How to build an automated system

hft_boy · Feb 4, 2013

Hey,
I figure I'll spend half an hour to an hour a week writing about various aspects of building the infrastructure behind a trading system. Why? I guess I'm just kind of bored, and there seems to be precious little written on by people who know what they are doing. And I feel the need to thrust my views on the world .

I guess my first post will be about my general philosophy/approach towards programming.

First, don't optimize until it is needed. Focus on the logic of the code first, get it right, get it simple, make it easy to understand. Then, when optimizing, know your patterns of usage, and use the correct hardware/language/data structure for the job. It seems like every other day somebody recommends an SSD for accessing files faster. Well, for files which are read sequentially (e.g. data files), there is basically no difference between spinny drives and NAND drives because the bottleneck is in SATA transfer speeds, not seek time! Yeah there is like a millisecond difference in seeking to the start of the file but unless you are hammering the drive with a thousand requests a second, there is not going to be a noticeable difference.

Don't use too much abstraction, and don't use too little abstraction. Einstein is attributed with saying that "everything should be as simple as it can be, but not simpler." I tend to agree. Don't make too many classes. Don't make too few. (Don't use C++, herp derp). It comes down to patterns of usage and not prematurely optimizing. There is no point in abstracting away five lines of code. More to the point, it can actually be dangerous -- too much abstraction kills the ability to know what can be assumed about the code, which is a serious problem come testing time. This brings me to my next agenda.

Write code which is easy to test for correctness. It's really hard to get this right, and even experienced programmers mess up all the time. What I try to do is write code in such a way that there are 'logical bottlenecks', so that the number of assumptions that have to be made about each section is limited and you can assert the crap out of it, so that when it breaks it isn't subtle. Test pre-conditions, post-conditions and invariants. Put as many of these tests as possible into compile time (e.g. const-correctness).

This problem of actually knowing what various pieces of code are doing is one of the reasons I don't like using really high level abstractions/languages and try to keep external library usage to a minimum -- unless the documentation is very good, and you read it carefully, you won't know what assumptions you can make about the code (e.g. did you know that java.lang.Math.round is different from C's "math.h" round? #omgmymindwasblown). Even if you read the documentation, you should just go and read the source code anyways to double check that it actually does what it claims to do. IMHO not being aware of what assumptions can be made about code which executes behind the scenes especially as it pertains to the outcome of the code is seriously sloppy work and is not acceptable for production systems.

+ + + + + + +

Given task 1:
In the post on building a trading system, why does the writer say spinny drives and NAND drives perform about the same for files read sequentially?

Stored records:
+ + + + + + +

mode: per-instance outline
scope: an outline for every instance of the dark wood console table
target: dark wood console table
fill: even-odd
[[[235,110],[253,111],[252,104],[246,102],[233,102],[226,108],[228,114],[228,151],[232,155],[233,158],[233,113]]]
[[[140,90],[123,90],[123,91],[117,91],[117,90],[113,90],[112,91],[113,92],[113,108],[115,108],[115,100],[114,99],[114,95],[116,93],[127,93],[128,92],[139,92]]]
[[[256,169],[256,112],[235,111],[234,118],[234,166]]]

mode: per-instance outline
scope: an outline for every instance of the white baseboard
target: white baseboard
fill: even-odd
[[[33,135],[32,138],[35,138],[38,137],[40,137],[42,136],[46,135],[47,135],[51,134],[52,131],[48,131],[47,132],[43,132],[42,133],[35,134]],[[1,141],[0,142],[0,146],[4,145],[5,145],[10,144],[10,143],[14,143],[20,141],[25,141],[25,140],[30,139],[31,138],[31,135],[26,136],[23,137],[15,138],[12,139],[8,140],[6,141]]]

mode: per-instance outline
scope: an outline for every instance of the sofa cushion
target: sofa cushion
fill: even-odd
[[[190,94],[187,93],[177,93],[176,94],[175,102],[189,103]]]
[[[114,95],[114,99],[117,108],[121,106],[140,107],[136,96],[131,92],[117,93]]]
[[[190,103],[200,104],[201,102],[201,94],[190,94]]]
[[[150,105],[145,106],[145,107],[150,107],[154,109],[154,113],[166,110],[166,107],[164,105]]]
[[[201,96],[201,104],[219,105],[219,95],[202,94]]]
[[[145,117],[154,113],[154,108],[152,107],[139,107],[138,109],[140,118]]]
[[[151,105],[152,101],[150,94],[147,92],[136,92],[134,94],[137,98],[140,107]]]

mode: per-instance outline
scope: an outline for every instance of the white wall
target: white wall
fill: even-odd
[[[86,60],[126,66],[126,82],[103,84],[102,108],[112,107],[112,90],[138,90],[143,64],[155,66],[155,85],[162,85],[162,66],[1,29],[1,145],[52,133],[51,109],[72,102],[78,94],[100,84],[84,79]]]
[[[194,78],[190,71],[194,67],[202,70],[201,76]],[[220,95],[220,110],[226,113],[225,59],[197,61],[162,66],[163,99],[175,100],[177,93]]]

+ + + + + + +

Given task 2:
Find each line in the records that contains the string "scope", and copy those lines.

Correct output 1:
The bottleneck is SATA transfer speed, not seek time.

Correct output 2:
scope: an outline for every instance of the dark wood console table
scope: an outline for every instance of the white baseboard
scope: an outline for every instance of the sofa cushion
scope: an outline for every instance of the white wall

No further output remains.